- **Problem statement**
Exactly the lines from the one with "Task: Indicate the dracaena" through the end of the records below are to be output, the first and last included, and no others.

::: Material supplied

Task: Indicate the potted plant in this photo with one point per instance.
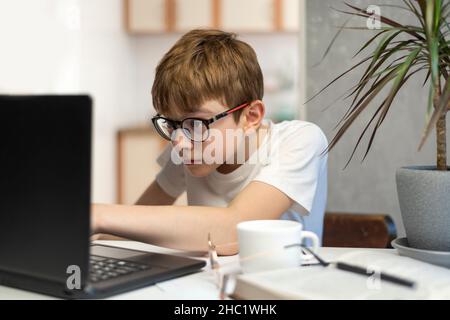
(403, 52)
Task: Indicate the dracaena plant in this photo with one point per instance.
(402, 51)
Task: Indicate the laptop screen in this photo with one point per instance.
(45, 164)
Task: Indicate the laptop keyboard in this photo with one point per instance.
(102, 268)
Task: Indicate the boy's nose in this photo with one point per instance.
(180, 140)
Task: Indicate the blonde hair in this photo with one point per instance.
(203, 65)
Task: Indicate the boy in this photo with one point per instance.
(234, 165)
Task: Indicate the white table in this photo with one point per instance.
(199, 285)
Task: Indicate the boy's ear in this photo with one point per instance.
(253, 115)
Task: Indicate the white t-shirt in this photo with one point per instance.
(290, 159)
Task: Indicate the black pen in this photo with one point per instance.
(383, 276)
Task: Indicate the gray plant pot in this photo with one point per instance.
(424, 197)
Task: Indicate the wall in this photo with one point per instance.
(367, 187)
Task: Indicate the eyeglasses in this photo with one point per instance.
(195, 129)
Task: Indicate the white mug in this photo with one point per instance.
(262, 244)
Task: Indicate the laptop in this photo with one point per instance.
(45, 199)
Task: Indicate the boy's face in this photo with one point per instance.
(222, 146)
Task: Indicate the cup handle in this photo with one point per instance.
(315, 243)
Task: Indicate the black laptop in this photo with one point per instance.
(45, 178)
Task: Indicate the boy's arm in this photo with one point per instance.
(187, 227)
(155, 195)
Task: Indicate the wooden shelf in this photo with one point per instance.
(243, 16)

::::::

- **Solution to the problem**
Task: Indicate the dracaena plant in this photo with one point per instance.
(402, 51)
Task: Indicate the laptop screen in this photo with one point per instance.
(45, 164)
Task: Indicate the laptop keyboard in this photo with one point per instance.
(102, 268)
Task: Indicate the boy's nose in this photo with one point per instance.
(180, 140)
Task: Indicate the blonde hair in this photo with one point per instance.
(203, 65)
Task: Indicate the boy in this photo with one point per instance.
(234, 165)
Task: Indicate the white table in this photo with one point per instance.
(199, 285)
Task: Indicate the boy's ear in this photo with one point per instance.
(253, 115)
Task: Indicate the white t-shirt in this photo with one point per instance.
(290, 159)
Task: Indicate the black pen in this photo with one point per instance.
(383, 276)
Task: Indicate the gray plant pot in this photo with one point per instance.
(424, 197)
Task: Indicate the wall in this photo with one point per instance.
(367, 187)
Task: Indicate the eyeglasses in this photo with one point per instance.
(195, 129)
Task: Indicate the white mug in this photo with one point per instance.
(262, 244)
Task: Indicate the laptop in this photo with one point per instance.
(45, 199)
Task: Indicate the boy's face in this photo with one point per instance.
(222, 146)
Task: Indicate the cup handle in this photo with one point per instance.
(315, 243)
Task: Indicate the black laptop in this photo with one point per instance.
(45, 178)
Task: Indicate the boy's arm in this photo with one point per instance.
(187, 227)
(155, 195)
Task: Indicate the wooden shelf in this photo with one point per instance.
(243, 16)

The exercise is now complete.